- **PROBLEMA CURTO A**:
Filtre os registros abaixo e copie cada linha que contém a palavra "campaign".

- **TRECHO EXIBIDO**:
####################

E como tudo isso afeta a nossa comunidade? Devemos interpretar as indicações de Flávio Dino e Paulo Gonet dentro do contexto atual do STF, da PGR e de suas relações com o mundo político. O STF vive um momento de hipertrofia, iniciado no julgamento do Mensalão, continuado na Lava Jato e nos anos Bolsonaro, quando era o único Poder que se opunha aos desmandos do então presidente, mas que nunca mais voltou ao seu tamanho anterior. A PGR ganhou também protagonismo muito grande, especialmente nos anos da Lava Jato, mas, diferente do STF, ela realmente viveu um período de esvaziamento, gestado nos anos Augusto Aras. Foi o momento em que a Lava Jato foi encerrada propositalmente, pois causava um incômodo aos políticos de Brasília. Ao mesmo tempo, a Vaza Jato revelou ilegalidades praticadas por agentes públicos responsáveis pela operação, tornando insustentável manter tudo como estava.
Vivemos, é verdade, num Brasil em que ministros do STF desfrutam de poder enorme: por meio de uma canetada, podem individualmente suspender temporariamente a eficácia de normas de inconstitucionais; podem individualmente suspender temporariamente julgamentos que impactam em bilhões de reais no orçamento de municípios, de estados e da União; e podem individualmente determinar a pauta que será objeto de análise pelo Pleno do Tribunal. Vivemos, pois, um momento da nossa democracia em que se entende o papel contramajoritário do STF para garantir os direitos de minorias contra a tirania da maioria: foi assim com o direito ao casamento homoafetivo, com o direito à retificação de registro de travestis e transexuais não cirurgiadas, com a equiparação da homotransfobia ao crime de racismo e o direito à doação de sangue por homens gays e bissexuais. Portanto, o STF é um palco imprescindível para nossa comunidade ver garantidos nossos direitos.

####################

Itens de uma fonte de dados
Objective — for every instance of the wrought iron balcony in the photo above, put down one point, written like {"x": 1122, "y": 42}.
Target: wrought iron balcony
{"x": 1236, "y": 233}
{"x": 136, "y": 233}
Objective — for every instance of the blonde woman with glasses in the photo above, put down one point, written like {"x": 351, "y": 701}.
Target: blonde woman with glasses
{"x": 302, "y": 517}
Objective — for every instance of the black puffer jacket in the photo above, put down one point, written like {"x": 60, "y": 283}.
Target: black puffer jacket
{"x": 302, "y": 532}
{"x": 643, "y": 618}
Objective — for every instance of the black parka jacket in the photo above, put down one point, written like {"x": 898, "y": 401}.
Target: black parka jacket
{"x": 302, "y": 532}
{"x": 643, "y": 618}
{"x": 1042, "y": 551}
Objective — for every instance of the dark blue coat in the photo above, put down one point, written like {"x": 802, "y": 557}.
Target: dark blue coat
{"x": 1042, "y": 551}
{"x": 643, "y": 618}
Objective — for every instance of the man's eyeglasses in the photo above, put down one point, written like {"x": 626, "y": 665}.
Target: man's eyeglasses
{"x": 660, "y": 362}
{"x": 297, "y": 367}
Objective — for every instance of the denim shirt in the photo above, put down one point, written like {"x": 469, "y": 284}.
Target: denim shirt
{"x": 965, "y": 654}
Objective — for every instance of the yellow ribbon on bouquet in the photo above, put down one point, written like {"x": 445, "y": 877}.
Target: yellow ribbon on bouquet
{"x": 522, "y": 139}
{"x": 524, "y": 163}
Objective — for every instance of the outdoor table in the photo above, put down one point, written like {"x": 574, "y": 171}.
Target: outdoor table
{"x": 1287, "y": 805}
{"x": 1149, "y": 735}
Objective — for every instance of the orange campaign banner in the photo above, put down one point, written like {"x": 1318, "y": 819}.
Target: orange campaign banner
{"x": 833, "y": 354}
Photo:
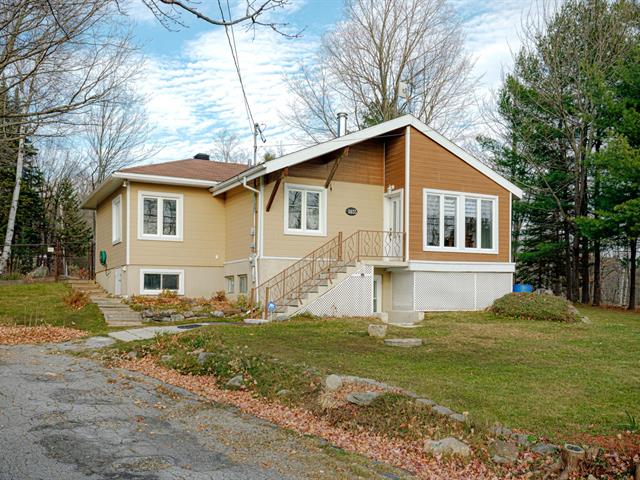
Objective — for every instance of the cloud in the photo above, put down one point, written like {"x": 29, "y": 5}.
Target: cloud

####################

- **PROBLEMA CURTO B**:
Dê seguimento ao texto sobre o STF e a PGR, começando logo após a última frase apresentada.

- **RESULTADO FINAL A**:
Objective — for every instance of the orange campaign banner in the photo above, put down one point, written like {"x": 1318, "y": 819}.
Target: orange campaign banner

- **RESULTADO FINAL B**:
Infelizmente, tudo indica que não poderemos contar com Paulo Gonet como aliado e isso faz toda diferença. A título de exemplo, foi a PGR interina Deborah Duprat, lá em 2009, quem entrou com as ações que resultaram no casamento homoafetivo em 2011, o direito às Marchas da Maconha e ao direito à retificação de registro de travestis e transexuais em 2018. É claro que não basta ingressar com a ação, é preciso também fazer muita pressão social, como por meio de audiência com os ministros, a fim de que eles ouçam a voz da sociedade civil. Sem essa pressão, o STF é uma torre de marfim isolada da realidade. É nosso papel cobrar do Supremo Tribunal Federal que paute o julgamento das ações de interesse da comunidade LGBTQIA+, como o direito ao uso do banheiro por pessoas trans de acordo com a identidade de gênero e o direito ao aborto até a 12ª semana de gestação. De Paulo Gonet, não podemos esperar nada. Já Flávio Dino não pode, nem deve trair seus ideais uma vez nomeado.